EXERCISE AIM
Reproduce the listing verbatim.

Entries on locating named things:
┌──

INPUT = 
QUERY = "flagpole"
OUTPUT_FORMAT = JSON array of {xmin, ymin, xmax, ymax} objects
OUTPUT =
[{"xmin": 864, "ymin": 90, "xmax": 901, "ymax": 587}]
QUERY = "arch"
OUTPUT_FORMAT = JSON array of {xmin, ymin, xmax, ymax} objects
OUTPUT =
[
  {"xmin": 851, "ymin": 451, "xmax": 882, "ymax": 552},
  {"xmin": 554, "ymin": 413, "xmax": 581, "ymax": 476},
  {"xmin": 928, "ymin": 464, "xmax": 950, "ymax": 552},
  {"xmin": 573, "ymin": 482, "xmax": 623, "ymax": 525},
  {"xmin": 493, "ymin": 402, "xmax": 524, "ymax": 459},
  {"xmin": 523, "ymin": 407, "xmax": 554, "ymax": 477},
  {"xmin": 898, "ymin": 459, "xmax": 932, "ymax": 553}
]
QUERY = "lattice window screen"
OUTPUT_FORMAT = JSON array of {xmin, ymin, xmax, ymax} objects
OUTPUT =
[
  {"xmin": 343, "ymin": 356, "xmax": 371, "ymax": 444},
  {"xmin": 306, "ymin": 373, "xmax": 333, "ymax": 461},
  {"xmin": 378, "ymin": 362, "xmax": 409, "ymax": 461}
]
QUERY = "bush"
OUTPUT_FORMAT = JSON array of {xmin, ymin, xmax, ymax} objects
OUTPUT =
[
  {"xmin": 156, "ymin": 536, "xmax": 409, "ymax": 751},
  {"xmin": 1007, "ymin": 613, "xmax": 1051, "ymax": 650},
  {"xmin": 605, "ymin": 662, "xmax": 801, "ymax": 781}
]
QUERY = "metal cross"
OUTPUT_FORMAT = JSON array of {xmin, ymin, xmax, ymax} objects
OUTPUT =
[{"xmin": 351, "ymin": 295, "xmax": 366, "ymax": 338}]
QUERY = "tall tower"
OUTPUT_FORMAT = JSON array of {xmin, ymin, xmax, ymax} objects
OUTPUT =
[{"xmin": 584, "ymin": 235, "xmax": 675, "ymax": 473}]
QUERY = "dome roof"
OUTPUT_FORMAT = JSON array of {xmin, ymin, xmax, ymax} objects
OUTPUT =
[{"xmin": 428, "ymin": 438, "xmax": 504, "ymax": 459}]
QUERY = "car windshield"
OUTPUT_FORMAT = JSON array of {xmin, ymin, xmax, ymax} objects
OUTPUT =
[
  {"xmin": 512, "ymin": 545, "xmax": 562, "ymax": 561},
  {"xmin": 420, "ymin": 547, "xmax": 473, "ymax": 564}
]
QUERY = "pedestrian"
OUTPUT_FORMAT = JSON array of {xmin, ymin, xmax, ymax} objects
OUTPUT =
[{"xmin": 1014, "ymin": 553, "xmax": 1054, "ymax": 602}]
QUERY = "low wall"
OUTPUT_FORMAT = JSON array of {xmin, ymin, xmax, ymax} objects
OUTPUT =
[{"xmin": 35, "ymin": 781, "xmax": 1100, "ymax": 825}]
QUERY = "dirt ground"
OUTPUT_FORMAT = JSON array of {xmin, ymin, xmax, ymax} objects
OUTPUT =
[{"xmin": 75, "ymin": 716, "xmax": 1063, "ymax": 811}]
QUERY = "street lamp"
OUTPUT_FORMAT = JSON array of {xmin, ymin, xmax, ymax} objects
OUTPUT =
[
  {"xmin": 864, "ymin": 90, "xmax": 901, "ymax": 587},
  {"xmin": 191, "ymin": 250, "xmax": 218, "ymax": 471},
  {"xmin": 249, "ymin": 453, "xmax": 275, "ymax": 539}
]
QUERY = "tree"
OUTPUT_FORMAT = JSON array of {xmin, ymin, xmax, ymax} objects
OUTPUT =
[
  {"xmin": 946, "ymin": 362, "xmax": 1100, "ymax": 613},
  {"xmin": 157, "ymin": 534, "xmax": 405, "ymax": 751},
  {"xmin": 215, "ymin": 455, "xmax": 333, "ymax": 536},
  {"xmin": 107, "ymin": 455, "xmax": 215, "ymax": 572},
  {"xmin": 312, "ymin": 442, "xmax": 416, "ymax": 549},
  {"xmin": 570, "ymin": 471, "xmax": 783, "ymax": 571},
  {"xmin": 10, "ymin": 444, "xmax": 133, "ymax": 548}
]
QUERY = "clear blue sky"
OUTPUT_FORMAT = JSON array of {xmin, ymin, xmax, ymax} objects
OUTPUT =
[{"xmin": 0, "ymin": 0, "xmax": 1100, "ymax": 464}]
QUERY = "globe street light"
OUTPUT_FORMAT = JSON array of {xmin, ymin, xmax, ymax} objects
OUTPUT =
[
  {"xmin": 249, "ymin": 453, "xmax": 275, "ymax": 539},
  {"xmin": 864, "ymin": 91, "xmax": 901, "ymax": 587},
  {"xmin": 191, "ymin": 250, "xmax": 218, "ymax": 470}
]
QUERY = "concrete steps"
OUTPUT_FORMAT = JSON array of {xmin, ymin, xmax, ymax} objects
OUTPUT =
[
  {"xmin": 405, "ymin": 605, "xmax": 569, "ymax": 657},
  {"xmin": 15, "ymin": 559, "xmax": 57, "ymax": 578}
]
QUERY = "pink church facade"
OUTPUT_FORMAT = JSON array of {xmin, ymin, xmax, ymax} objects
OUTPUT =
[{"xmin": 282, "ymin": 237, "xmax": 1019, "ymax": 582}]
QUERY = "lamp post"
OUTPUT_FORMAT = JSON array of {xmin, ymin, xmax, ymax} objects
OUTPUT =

└──

ANSWER TO THE EXERCISE
INPUT = 
QUERY = "flagpole"
OUTPUT_FORMAT = JSON array of {xmin, ymin, xmax, ymax} objects
OUTPUT =
[{"xmin": 864, "ymin": 90, "xmax": 901, "ymax": 587}]
QUERY = "arch"
OUTPUT_FORMAT = JSON array of {xmin, ymin, xmax, ymax} objects
OUTPUT =
[
  {"xmin": 851, "ymin": 451, "xmax": 882, "ymax": 552},
  {"xmin": 554, "ymin": 413, "xmax": 581, "ymax": 476},
  {"xmin": 928, "ymin": 464, "xmax": 950, "ymax": 552},
  {"xmin": 573, "ymin": 482, "xmax": 623, "ymax": 525},
  {"xmin": 493, "ymin": 402, "xmax": 524, "ymax": 459},
  {"xmin": 523, "ymin": 407, "xmax": 554, "ymax": 477},
  {"xmin": 898, "ymin": 459, "xmax": 932, "ymax": 553}
]
QUERY = "lattice window screen"
OUTPUT_FORMAT = JSON array of {xmin, ymin, xmax, ymax} objects
OUTPUT =
[
  {"xmin": 343, "ymin": 356, "xmax": 371, "ymax": 444},
  {"xmin": 306, "ymin": 373, "xmax": 333, "ymax": 461},
  {"xmin": 378, "ymin": 362, "xmax": 409, "ymax": 461}
]
QUERY = "bush"
OUTPUT_FORMAT = JSON array of {xmin, ymin, xmax, ymax} objects
OUTPUT =
[
  {"xmin": 156, "ymin": 536, "xmax": 409, "ymax": 751},
  {"xmin": 1007, "ymin": 613, "xmax": 1051, "ymax": 650},
  {"xmin": 605, "ymin": 662, "xmax": 801, "ymax": 781}
]
QUERY = "metal cross"
OUTPUT_FORMAT = JSON array of {xmin, ymin, xmax, ymax} objects
OUTPUT =
[{"xmin": 351, "ymin": 295, "xmax": 366, "ymax": 338}]
QUERY = "tall tower"
OUTPUT_FORMAT = JSON array of {xmin, ymin, xmax, ymax} objects
OUTPUT =
[{"xmin": 584, "ymin": 235, "xmax": 675, "ymax": 473}]
QUERY = "dome roof"
OUTPUT_FORMAT = JSON array of {xmin, ymin, xmax, ymax} objects
OUTPUT =
[{"xmin": 428, "ymin": 438, "xmax": 504, "ymax": 459}]
QUERY = "car windshield"
OUTPUT_FORMAT = JSON array of {xmin, ymin, xmax, ymax} objects
OUTPUT =
[
  {"xmin": 512, "ymin": 545, "xmax": 562, "ymax": 561},
  {"xmin": 420, "ymin": 547, "xmax": 473, "ymax": 564}
]
QUERY = "pedestrian"
OUTPUT_FORMAT = JSON array of {xmin, ymin, xmax, ymax} objects
OUTPUT =
[{"xmin": 1014, "ymin": 553, "xmax": 1054, "ymax": 602}]
QUERY = "low wall"
OUTPUT_FORMAT = JSON array of {xmin, ymin, xmax, ymax} objects
OUTPUT =
[{"xmin": 35, "ymin": 781, "xmax": 1100, "ymax": 825}]
QUERY = "dirt ground"
OUTPUT_FORMAT = JSON array of {xmin, ymin, xmax, ymax} objects
OUTPUT =
[{"xmin": 75, "ymin": 716, "xmax": 1063, "ymax": 811}]
QUERY = "street lamp"
OUTPUT_FORMAT = JSON array of {xmin, ymin, xmax, ymax} objects
OUTPUT =
[
  {"xmin": 864, "ymin": 90, "xmax": 901, "ymax": 587},
  {"xmin": 191, "ymin": 250, "xmax": 218, "ymax": 471},
  {"xmin": 249, "ymin": 453, "xmax": 275, "ymax": 539}
]
QUERY = "tree"
OUTPUT_FORMAT = JSON array of {xmin, ymin, xmax, ymax} objects
OUTPUT =
[
  {"xmin": 946, "ymin": 362, "xmax": 1100, "ymax": 613},
  {"xmin": 157, "ymin": 534, "xmax": 405, "ymax": 751},
  {"xmin": 215, "ymin": 455, "xmax": 333, "ymax": 536},
  {"xmin": 107, "ymin": 455, "xmax": 215, "ymax": 572},
  {"xmin": 312, "ymin": 442, "xmax": 416, "ymax": 549},
  {"xmin": 570, "ymin": 471, "xmax": 783, "ymax": 571},
  {"xmin": 10, "ymin": 444, "xmax": 133, "ymax": 548}
]
QUERY = "clear blue sky"
OUTPUT_FORMAT = JSON array of {xmin, ymin, xmax, ymax} objects
OUTPUT =
[{"xmin": 0, "ymin": 0, "xmax": 1100, "ymax": 464}]
QUERY = "globe street light"
OUTPUT_FORMAT = JSON array of {xmin, ymin, xmax, ymax} objects
OUTPUT =
[
  {"xmin": 249, "ymin": 453, "xmax": 275, "ymax": 539},
  {"xmin": 864, "ymin": 91, "xmax": 901, "ymax": 587},
  {"xmin": 191, "ymin": 250, "xmax": 218, "ymax": 470}
]
QUERY = "concrete steps"
OUTPUT_FORMAT = JSON array of {xmin, ymin, xmax, ymax} objects
OUTPUT =
[
  {"xmin": 405, "ymin": 605, "xmax": 569, "ymax": 657},
  {"xmin": 15, "ymin": 559, "xmax": 57, "ymax": 578}
]
QUERY = "pink church facade"
OUTPUT_FORMAT = JSON array of {xmin, ymin, xmax, ymax} objects
OUTPUT =
[{"xmin": 282, "ymin": 237, "xmax": 1019, "ymax": 582}]
QUERY = "lamp post"
OUTPUT_FORMAT = JSON array of {xmin, ymin, xmax, ymax} objects
OUTPUT =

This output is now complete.